# Tasks for this exercise
(a) From the first paragraph of the forum post, list each thing it says you pay for on behalf of other people.
(b) Please return the section of the forum post that opens with the words containing "Actually now I" and closes with "nothing beyond that.".
(c) Translate this sentence from the forum post into Spanish: "ERs are legally obligated to stabilize anyone who comes in, even if they have no means to pay, but nothing beyond that."

*** Text provided Section Begins ***

True. And hey, while we're at it, why should you pay for someone else's kids to go to school? And why the FUCK are you paying for the fire service to save other people's lives? I mean, it's not like it's your life. And on top of that you're paying for those lazy unemployed bastards to not starve to death. I walked past a library earlier. I looked inside, that shit was FULL OF BIG ASS BOOKS. All out of your bank account. Did they even ask you?
Actually now I think about there's a whole shitload of things that YOU, yes you specifically you, are paying for, for other people. Those selfish cunts. You should kick off. Why can't they all just pay for it themselves? Why do we even have a government? This is bullshit.
|
On June 22 2011 04:56 wzzit wrote:Show nested quote +On June 22 2011 04:50 trainRiderJ wrote: Where I live the people without insurance just use the emergency room or a free clinic. Do they not have those in New York? In what part of the country are emergency rooms free of cost? ERs are legally obligated to stabilize anyone who comes in, even if they have no means to pay, but nothing beyond that.

*** Text provided Section Ends ***
*** Material shown Section Begins ***

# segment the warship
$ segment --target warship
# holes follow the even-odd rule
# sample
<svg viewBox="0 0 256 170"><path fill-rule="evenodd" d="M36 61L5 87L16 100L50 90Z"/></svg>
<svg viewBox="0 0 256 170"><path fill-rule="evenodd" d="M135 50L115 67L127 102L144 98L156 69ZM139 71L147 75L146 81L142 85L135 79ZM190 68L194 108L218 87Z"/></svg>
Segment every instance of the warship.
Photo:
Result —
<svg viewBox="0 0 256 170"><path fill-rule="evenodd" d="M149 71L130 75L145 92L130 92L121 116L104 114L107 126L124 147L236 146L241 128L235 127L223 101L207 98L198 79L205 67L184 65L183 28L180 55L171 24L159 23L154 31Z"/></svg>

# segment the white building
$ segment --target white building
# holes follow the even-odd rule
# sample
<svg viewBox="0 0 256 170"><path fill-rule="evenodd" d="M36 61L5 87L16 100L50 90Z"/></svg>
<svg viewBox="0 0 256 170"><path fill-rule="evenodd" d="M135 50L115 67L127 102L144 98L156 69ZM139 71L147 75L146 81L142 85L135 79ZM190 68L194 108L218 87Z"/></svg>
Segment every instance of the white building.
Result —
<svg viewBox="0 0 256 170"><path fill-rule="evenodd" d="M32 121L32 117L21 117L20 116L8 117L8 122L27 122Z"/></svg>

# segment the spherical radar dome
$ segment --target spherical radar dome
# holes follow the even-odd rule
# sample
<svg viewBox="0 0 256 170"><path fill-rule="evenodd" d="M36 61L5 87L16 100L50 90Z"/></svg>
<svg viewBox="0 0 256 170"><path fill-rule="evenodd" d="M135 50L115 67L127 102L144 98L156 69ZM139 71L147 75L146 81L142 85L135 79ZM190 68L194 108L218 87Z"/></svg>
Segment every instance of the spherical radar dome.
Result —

*** Material shown Section Ends ***

# Answer list
(a)
- Other people's kids going to school
- The fire service saving other people's lives
- Unemployed people not starving to death
- A library full of books

(b)
Actually now I think about there's a whole shitload of things that YOU, yes you specifically you, are paying for, for other people. Those selfish cunts. You should kick off. Why can't they all just pay for it themselves? Why do we even have a government? This is bullshit.
|
On June 22 2011 04:56 wzzit wrote:Show nested quote +On June 22 2011 04:50 trainRiderJ wrote: Where I live the people without insurance just use the emergency room or a free clinic. Do they not have those in New York? In what part of the country are emergency rooms free of cost? ERs are legally obligated to stabilize anyone who comes in, even if they have no means to pay, but nothing beyond that.

(c) Las salas de urgencias están legalmente obligadas a estabilizar a cualquiera que llegue, aunque no tenga medios para pagar, pero nada más allá de eso.